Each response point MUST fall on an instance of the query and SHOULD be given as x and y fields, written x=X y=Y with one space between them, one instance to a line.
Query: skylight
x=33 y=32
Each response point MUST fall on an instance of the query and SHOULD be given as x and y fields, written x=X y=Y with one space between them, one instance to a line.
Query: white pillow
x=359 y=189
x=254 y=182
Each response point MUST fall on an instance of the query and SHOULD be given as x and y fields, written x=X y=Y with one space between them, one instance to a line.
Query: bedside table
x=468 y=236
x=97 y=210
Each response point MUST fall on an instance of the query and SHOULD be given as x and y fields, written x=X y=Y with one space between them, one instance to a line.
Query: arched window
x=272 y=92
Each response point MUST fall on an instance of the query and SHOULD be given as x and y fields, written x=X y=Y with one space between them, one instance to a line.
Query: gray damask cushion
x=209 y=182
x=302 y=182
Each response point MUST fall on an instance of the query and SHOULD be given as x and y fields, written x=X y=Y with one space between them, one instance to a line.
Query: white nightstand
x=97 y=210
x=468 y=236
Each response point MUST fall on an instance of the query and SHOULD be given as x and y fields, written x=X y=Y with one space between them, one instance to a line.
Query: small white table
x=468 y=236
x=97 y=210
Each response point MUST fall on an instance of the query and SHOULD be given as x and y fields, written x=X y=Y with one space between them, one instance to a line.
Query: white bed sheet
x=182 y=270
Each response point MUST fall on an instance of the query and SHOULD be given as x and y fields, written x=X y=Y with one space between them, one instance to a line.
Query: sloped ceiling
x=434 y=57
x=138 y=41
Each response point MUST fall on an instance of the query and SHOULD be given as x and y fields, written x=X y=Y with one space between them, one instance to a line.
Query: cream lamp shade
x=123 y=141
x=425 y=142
★ ★ ★
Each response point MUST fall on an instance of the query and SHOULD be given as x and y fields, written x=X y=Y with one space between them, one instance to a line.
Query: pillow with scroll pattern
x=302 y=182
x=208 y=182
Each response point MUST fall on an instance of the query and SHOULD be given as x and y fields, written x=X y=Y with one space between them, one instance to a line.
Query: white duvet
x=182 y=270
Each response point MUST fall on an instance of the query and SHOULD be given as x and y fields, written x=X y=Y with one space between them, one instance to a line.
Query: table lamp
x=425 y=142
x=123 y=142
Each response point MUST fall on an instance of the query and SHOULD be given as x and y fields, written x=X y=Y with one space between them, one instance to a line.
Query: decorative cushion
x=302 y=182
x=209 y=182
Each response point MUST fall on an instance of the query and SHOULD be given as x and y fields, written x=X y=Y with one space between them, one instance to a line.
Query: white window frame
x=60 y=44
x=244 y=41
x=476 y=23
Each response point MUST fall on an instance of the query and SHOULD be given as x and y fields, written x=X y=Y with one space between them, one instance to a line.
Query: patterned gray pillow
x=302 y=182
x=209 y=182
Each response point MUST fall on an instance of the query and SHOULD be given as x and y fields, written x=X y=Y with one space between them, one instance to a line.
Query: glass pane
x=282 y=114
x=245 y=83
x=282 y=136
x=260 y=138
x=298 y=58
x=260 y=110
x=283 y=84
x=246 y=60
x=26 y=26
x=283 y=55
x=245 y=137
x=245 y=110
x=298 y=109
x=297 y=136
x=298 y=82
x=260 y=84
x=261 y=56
★ ★ ★
# [Work instructions]
Pick out every line in the records that contains the string "window" and copy each one. Case counts.

# [Answer below]
Query: arched window
Query: white window frame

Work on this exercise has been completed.